--- Страница ---

☆ ☆ ☆ ☆ ☆

Именно такого рода «воспоминание» лежит в основе Евангелия от Иоанна, которое расширяет понятие памяти, дополняя его значением общей памяти учеников, памяти Церкви. Такое «воспоминание» представляет собой не просто некий психологический или интеллектуальный процесс, но является богодухновенным событием. Вот почему «воспоминание» Церкви не может быть просто частным занятием частного лица; оно выходит далеко за пределы собственно человеческого понимания и человеческих знаний; это результат водительства Святого Духа, который показывает нам внутреннюю взаимосвязанность Священного Писания, взаимосвязанность Слова и земной реальности и тем самым подводит нас «ко всякой истине».

☆ ☆ ☆ ☆ ☆

--- Упражнение 1 ---
Найдите в записях каждую строку со словом «this» и перепишите эти строки.
Текст и записи — отдельные материалы, никак не связанные друг с другом.

Записи из набора для точечной разметки
☆ ☆ ☆ ☆ ☆

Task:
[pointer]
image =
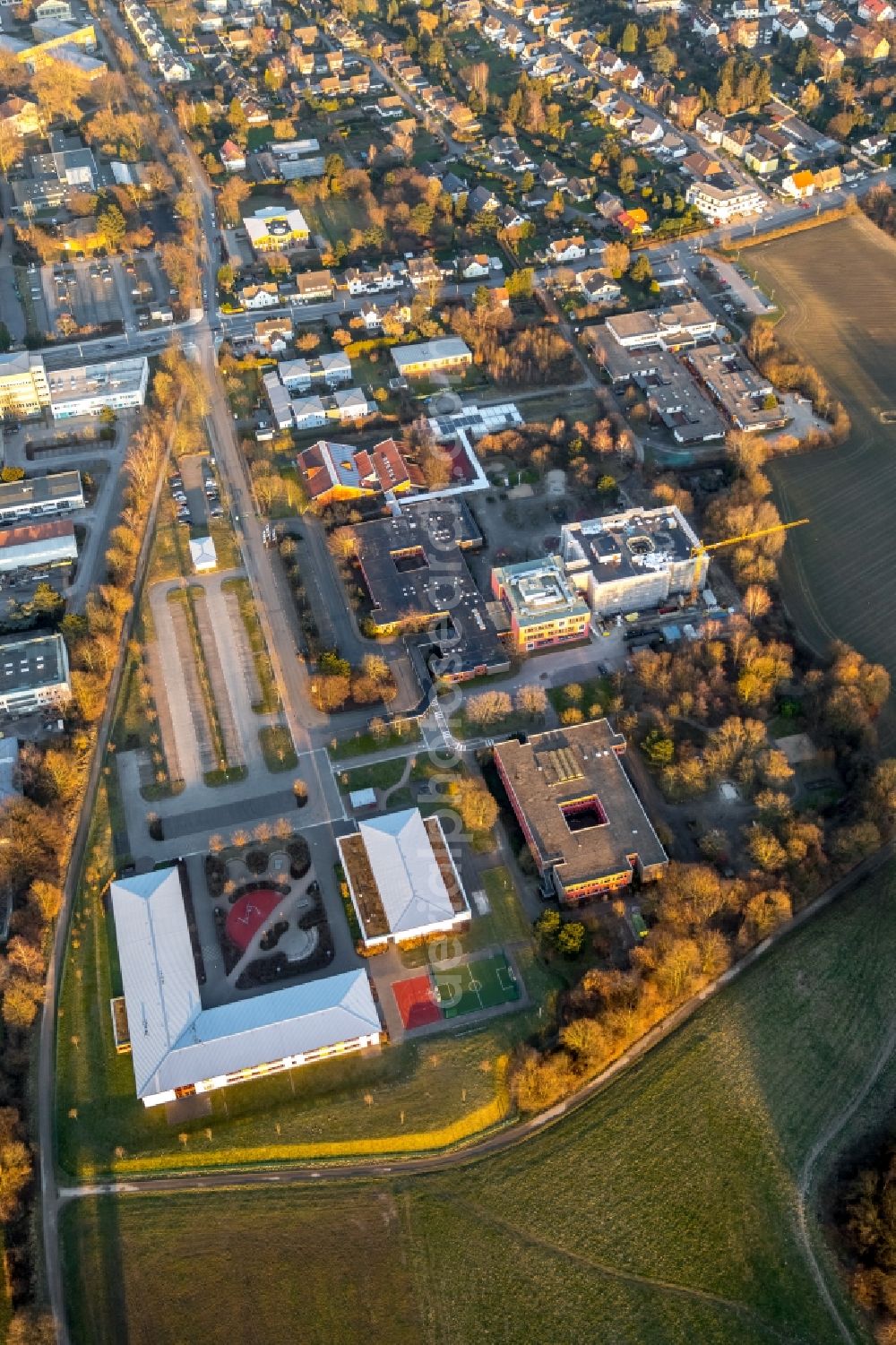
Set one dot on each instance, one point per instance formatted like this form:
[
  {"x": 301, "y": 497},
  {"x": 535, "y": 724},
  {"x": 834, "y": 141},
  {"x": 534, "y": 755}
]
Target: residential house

☆ ☆ ☆ ☆ ☆

--- Упражнение 2 ---
Ответьте на вопросы по тексту о «воспоминании» Церкви:
(a) Какое понятие расширяет Евангелие от Иоанна?
(b) Чем является такое «воспоминание», помимо психологического или интеллектуального процесса?
(c) Результатом чего названо «воспоминание» Церкви?

--- Решение задания 1 ---
Set one dot on each instance, one point per instance formatted like this form:

--- Решение задания 2 ---
(a) Понятие памяти.
(b) Богодухновенным событием.
(c) Водительства Святого Духа.